2011 CAF Confederation Cup group stage
- Dates: 15 July – 18 September 2011

Tournament statistics
- Matches played: 24
- Goals scored: 44 (1.83 per match)

= 2011 CAF Confederation Cup group stage =

Group stage featured the eight winners from the play-off round

The 2011 CAF Confederation Cup group stage matches took place between July and September 2011. The matchdays were: 15–17 July, 29–31 July, 12–14 August, 26–28 August, 9–11 September, and 16–18 September.

The group stage featured the eight winners from the play-off round. They were divided into two groups of four, where they played each other home-and-away in a round-robin format. The top two teams in each group advanced to the semifinals.

==Seeding==
The draw for the group stage (which followed the draw for the play-off round) took place on 15 May 2011, at the CAF Headquarters in Cairo.

The procedures for the group stage draw were announced on 12 May 2011. The winners of the eight play-off round ties were divided into two pots. The winners of the ties involving the two top-seeded teams in the play-off round draw were in Pot 1, while the other six winners were in Pot 2. Each group contained one team from Pot 1 and three teams from Pot 2.

|  | Play-off round ties |  |  |
| Team 1 (CL 2nd round losers) | v | Team 2 (CC 2nd round winners) |
| Pot 1 | (top seed) ES Sétif ALG | NGA Kaduna United |
| Diaraf SEN | ALG JS Kabylie (top seed) |
| Pot 2 | Club Africain TUN | KEN Sofapaka |
| Al-Ittihad LBY | NGA Sunshine Stars |
| ZESCO United ZAM | MAR Maghreb de Fès |
| ^{†}Simba TAN | COD Motema Pembe |
| ASEC Mimosas CIV | ANG 1º de Agosto |
| Interclube ANG | MAR Difaa El Jadida |

Notes:
- Winners of each tie shown in bold
- ^{†} Loser of play-off due to disqualification of TP Mazembe

==Tiebreakers==
The order of tie-breakers used when two or more teams have equal number of points is:
1. Number of points obtained in games between the teams concerned;
2. Goal difference in games between the teams concerned;
3. Goals scored in games between the teams concerned;
4. Away goals scored in games between the teams concerned;
5. Goal difference in all games;
6. Goals scored in all games;
7. Drawing of lots.

**STORED DATA:**
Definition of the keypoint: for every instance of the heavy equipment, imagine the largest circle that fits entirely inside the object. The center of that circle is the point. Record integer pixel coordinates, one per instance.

**YOUR TASK:** List, in order, every tie-breaker the Confederation Cup text gives for teams with an equal number of points. Work only from the Confederation Cup text and leave the data aside.

**SOLVED PROBLEM:**
1. Number of points obtained in games between the teams concerned
2. Goal difference in games between the teams concerned
3. Goals scored in games between the teams concerned
4. Away goals scored in games between the teams concerned
5. Goal difference in all games
6. Goals scored in all games
7. Drawing of lots